Give the lines of the records from the one containing "Locate every instance of the white tile" through the end of the records as a Markdown table with the columns No. and Line, numbering each row and leaving out any blank lines.

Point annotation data
━━━━━━━━━━━━━━━━

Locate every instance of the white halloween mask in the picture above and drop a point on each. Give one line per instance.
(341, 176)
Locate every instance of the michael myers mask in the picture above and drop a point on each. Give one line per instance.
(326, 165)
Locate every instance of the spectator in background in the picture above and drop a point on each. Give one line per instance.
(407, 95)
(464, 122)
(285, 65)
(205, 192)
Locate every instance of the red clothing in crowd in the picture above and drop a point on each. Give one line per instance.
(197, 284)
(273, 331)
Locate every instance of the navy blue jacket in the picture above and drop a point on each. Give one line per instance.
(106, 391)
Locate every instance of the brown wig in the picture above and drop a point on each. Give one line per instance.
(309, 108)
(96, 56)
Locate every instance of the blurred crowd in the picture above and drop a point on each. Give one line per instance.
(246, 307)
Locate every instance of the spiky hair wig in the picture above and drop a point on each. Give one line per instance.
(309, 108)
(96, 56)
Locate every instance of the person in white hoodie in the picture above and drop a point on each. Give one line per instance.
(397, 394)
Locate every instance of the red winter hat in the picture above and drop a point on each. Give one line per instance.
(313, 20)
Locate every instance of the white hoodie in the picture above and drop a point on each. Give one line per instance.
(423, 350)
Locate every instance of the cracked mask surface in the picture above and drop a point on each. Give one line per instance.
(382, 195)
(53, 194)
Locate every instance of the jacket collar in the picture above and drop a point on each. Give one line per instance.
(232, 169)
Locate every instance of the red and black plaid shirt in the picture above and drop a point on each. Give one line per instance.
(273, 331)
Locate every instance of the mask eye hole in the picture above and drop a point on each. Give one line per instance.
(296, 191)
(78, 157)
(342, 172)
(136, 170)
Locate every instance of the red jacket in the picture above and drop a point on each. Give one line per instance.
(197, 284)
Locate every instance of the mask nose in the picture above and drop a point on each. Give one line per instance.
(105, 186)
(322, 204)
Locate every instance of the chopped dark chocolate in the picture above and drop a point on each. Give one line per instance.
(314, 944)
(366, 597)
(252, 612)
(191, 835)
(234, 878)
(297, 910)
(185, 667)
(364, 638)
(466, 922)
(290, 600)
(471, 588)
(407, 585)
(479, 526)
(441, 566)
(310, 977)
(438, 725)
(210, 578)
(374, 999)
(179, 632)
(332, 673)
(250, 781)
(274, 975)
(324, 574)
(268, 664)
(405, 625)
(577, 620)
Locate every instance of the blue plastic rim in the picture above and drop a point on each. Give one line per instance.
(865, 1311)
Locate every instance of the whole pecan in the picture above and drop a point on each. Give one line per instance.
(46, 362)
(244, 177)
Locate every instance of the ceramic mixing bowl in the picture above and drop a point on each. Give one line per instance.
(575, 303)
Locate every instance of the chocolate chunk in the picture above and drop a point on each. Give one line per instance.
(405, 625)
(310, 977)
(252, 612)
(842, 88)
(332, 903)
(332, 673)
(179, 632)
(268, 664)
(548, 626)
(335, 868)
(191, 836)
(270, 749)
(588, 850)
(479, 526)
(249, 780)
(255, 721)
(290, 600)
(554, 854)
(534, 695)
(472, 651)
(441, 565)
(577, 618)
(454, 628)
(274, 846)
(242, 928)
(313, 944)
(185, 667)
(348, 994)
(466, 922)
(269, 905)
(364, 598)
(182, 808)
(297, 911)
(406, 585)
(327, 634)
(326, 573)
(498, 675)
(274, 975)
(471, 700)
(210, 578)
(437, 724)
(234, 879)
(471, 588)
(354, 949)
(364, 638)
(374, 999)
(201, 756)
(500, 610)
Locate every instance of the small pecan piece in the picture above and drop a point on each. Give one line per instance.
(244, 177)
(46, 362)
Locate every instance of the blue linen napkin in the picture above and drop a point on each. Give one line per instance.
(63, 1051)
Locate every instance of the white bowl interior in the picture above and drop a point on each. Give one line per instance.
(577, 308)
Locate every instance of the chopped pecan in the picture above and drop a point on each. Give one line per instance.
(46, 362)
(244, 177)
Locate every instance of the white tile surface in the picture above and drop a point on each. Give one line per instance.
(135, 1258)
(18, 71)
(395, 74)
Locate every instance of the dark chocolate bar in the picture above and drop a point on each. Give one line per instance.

━━━━━━━━━━━━━━━━

> Exercise response
| No. | Line |
|---|---|
| 1 | Locate every instance of the white tile surface in the picture above and drop a point on each. Give one line per instance. |
| 2 | (135, 1258) |
| 3 | (18, 71) |
| 4 | (395, 74) |
| 5 | Locate every instance of the dark chocolate bar in the picture above and drop a point on each. Give one line per instance. |